● Task details: Copy each of the records below word for word, leaving every line unchanged.

● Supplied material:
★ ★ ★ ★ ★ ★ ★
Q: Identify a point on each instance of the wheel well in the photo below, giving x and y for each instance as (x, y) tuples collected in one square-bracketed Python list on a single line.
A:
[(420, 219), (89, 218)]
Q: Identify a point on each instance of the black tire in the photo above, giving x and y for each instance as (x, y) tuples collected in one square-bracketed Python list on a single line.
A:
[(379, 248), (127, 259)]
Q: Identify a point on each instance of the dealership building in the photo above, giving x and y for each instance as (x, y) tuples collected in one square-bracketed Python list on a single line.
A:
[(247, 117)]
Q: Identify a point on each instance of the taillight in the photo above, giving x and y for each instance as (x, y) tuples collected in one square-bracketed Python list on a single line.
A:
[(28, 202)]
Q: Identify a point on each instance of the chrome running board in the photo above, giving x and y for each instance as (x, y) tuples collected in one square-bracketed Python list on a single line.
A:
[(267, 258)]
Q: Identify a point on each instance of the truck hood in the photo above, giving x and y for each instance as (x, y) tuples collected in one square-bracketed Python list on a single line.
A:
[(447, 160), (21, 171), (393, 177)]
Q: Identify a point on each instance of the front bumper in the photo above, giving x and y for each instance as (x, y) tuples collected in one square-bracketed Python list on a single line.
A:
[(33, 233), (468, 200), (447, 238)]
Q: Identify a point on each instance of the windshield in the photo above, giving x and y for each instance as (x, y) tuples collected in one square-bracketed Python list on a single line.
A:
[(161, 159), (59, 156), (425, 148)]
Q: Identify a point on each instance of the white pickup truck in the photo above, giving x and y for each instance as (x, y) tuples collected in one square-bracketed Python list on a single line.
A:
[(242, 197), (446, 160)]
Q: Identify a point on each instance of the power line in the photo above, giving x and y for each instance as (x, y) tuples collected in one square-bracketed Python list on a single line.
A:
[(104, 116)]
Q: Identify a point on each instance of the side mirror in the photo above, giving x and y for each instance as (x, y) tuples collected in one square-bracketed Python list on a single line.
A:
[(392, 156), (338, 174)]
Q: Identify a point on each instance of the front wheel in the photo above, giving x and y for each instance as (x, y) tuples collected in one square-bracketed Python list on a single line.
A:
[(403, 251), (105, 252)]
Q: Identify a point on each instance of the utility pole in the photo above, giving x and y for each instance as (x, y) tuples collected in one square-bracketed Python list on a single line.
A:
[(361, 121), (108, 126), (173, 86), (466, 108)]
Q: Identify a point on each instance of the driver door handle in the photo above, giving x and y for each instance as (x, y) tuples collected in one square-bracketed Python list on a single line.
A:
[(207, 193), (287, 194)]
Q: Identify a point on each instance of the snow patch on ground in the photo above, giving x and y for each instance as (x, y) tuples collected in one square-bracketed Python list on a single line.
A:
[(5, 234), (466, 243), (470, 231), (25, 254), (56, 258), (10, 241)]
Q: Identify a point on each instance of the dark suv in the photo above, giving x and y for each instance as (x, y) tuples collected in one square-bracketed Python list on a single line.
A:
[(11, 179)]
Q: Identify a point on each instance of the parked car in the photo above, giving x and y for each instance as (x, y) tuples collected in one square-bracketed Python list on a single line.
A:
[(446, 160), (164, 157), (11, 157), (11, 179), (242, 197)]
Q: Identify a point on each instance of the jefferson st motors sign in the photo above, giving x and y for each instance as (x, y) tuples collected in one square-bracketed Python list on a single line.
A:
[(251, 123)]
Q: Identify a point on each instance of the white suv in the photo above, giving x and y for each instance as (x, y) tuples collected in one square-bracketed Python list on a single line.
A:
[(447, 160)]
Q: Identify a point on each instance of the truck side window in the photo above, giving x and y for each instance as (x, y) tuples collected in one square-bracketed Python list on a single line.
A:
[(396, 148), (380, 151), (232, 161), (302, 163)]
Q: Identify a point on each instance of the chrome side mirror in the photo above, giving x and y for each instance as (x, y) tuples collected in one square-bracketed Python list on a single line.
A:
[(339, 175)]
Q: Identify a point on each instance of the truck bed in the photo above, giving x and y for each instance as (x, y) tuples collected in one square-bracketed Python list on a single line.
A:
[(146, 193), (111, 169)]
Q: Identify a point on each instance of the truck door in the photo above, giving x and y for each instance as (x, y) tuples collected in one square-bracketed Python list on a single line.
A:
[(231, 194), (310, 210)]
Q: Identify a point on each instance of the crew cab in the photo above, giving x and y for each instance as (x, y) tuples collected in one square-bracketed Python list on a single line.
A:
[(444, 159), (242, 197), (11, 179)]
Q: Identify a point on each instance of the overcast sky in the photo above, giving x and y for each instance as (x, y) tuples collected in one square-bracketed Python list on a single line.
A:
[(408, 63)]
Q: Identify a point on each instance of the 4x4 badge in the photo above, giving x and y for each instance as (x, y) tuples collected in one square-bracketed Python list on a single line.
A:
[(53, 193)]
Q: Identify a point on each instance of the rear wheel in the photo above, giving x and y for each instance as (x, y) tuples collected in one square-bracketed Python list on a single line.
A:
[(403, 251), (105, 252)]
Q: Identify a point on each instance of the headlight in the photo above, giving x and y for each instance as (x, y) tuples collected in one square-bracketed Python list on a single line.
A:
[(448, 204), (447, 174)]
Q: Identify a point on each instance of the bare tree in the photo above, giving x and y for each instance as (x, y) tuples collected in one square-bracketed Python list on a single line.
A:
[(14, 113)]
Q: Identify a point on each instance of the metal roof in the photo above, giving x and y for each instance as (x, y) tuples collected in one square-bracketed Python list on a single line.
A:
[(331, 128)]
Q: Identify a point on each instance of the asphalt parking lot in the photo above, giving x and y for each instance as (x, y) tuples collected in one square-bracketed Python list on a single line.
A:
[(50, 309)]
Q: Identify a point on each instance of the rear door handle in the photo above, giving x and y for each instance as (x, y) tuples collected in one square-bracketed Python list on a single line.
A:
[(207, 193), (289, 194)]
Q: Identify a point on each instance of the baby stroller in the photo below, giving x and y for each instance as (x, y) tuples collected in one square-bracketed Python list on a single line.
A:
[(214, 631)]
★ ★ ★ ★ ★ ★ ★
● In response:
Q: Identify a point on each instance of the wheel well in the photo below, giving x and y for each instance as (x, y) tuples collected in one square-bracketed Python list on a single line.
A:
[(420, 219), (89, 218)]
Q: Identify a point on each instance of the black tire in the photo above, giving x and y for each instance as (x, y) tuples collected in one square-bracketed Python list on a single line.
A:
[(379, 248), (127, 259)]
Q: Identify a point on each instance of the dealership building in the photo above, giving x and y for each instance as (x, y) tuples collected in one square-bracketed Python list on a single line.
A:
[(247, 117)]
Q: Identify a point on each instance of the taillight in the photo above, giving x and y for each instance as (x, y) tuples collected in one square-bracketed Python list on a single line.
A:
[(28, 202)]
Q: Identify a point on each instance of the chrome running board in the photo above, giving x and y for each instance as (x, y) tuples collected in one square-bracketed Python list on a single line.
A:
[(267, 258)]
Q: Identify a point on each instance of the truck hood in the photo above, giving x and y for each instance as (x, y) tuples collected in one square-bracketed Python list on a single line.
A:
[(447, 160), (21, 171), (393, 177)]
Q: Identify a point on each instance of the front bumper in the photo above, giving x and y for each instance as (x, y) tuples collected in one square-bracketed Python list on a single line.
A:
[(33, 233), (468, 200), (447, 238)]
Q: Identify a point on each instance of the windshield in the photo above, giving x and y for each instance as (x, y) tuples collected in one square-bracketed Python list on a single line.
A:
[(161, 159), (59, 156), (425, 148)]
Q: Identify a point on each instance of the white pickup truck in the photo above, giving x and y for each instance as (x, y) tuples collected in one square-bracketed Python list on a single line.
A:
[(242, 197), (446, 160)]
Q: Identify a point on each instance of the power line in the photo above, giving x and y for each instance as (x, y) tuples collected in one square-bracketed Python list on a single line.
A:
[(104, 116)]
Q: Identify a point on each instance of the side mirror in the photo above, giving x and y for each instance as (x, y) tuples collected in one square-bracketed Python list on a single line.
A:
[(392, 156), (338, 174)]
Q: Identify a point on each instance of the front wheel in the photo above, giving x and y for each instance as (x, y) tuples collected in one square-bracketed Python list on a single line.
A:
[(403, 251), (105, 252)]
Q: Identify a point on each instance of the utility pole in the photo above, giving x and y for each instance as (x, y) tuples collected in one square-bracketed Python list on a single line.
A:
[(361, 121), (108, 126), (173, 86), (466, 108)]
Q: Identify a point on each instance of the driver door handle in the photo above, giving x and y for each instance as (x, y) tuples collected in one square-bracketed Python list on a single line.
A:
[(207, 193), (287, 194)]
Q: Identify a point on each instance of the snow patch on ground in the photo above, giving x and y for each instance as (x, y) tuples collected in one square-bracketed Python list on a single line.
A:
[(5, 234), (466, 243), (470, 231), (25, 254), (56, 258), (10, 241)]
Q: Identify a point on each instance of the dark suv in the photo above, giving x and y for each instance as (x, y) tuples collected in one square-bracketed Python list on a single line.
A:
[(11, 179)]
Q: Identify a point on each instance of the parked car in the photo above, giving x and y for each instance as (x, y) tuples collected in one square-bracketed Python list on a single line.
A:
[(446, 160), (164, 157), (11, 157), (11, 179), (242, 197)]
Q: Identify a point on each instance of the jefferson st motors sign in the photo above, giving x and y for each instance as (x, y) tuples collected in one square-bracketed Python list on a single line.
A:
[(251, 123)]
Q: Identify a point on each instance of the white suv in the photo above, giving x and y for each instance as (x, y) tuples collected in one square-bracketed Python list on a single line.
A:
[(447, 160)]
Q: Identify a point on each instance of the truck side window in the photo above, giving x and y for each instance as (x, y) tuples collected in one square-bracketed Python list on a single line.
A:
[(396, 148), (380, 151), (232, 161), (302, 163)]
Q: Identify a point on each instance of the chrome side mirror in the photo above, giving x and y for each instance as (x, y) tuples collected in one square-bracketed Python list on a single line.
A:
[(339, 175)]
Q: Identify a point on each instance of the truck bed in the photo above, giving x and y for each instance as (x, y) tuples collected in one square-bracketed Python list on a single line.
A:
[(146, 193), (111, 169)]
Q: Identify a point on each instance of the truck door in the photo above, giving x and y for each instance as (x, y) tuples collected in one square-bracketed Python list on a single line.
A:
[(231, 194), (310, 210)]
Q: Identify a point on each instance of the crew cab in the photo above, giving x and y for each instance as (x, y) tuples collected in one square-bracketed Python list on a single line.
A:
[(444, 159), (242, 197), (11, 179)]
Q: Identify a point on each instance of the overcast sky in the photo above, giving x and y for each instance as (x, y) tuples collected in one square-bracketed Python list on a single line.
A:
[(408, 63)]
Q: Identify a point on each instance of the 4x4 badge in the photo above, giving x and y for each instance as (x, y) tuples collected in one square-bracketed Python list on a single line.
A:
[(53, 193)]
Q: Identify a point on each instance of the rear wheel in the photo above, giving x and y for each instance as (x, y) tuples collected in one square-bracketed Python list on a single line.
A:
[(403, 251), (105, 252)]
Q: Identify a point on each instance of the headlight in the photo above, giving x and y for each instance as (x, y) tuples collected in one square-bracketed Python list on a single line.
A:
[(448, 204), (447, 174)]
Q: Identify a point on each instance of the bare tree in the photo above, giving x and y for each instance as (x, y) tuples collected in one square-bracketed Python list on a single line.
A:
[(14, 113)]
Q: Identify a point on each instance of the metal roof in the photo above, giving x and y for each instance as (x, y) tuples collected in one square-bracketed Python list on a single line.
A:
[(331, 128)]
Q: Identify a point on each instance of the asphalt parking lot in the photo above, giving x and y for each instance as (x, y) tuples collected in one square-bracketed Python list on a single line.
A:
[(50, 309)]
Q: Identify a point on each instance of the rear door handle in the photo above, giving x and y for each instance as (x, y) tuples collected in one square-bracketed Python list on a single line.
A:
[(207, 193), (289, 194)]
Q: Identify a point on each instance of the baby stroller in the photo below, giving x and y for each instance as (x, y) tuples collected in one square-bracketed Python list on a single line.
A:
[(214, 631)]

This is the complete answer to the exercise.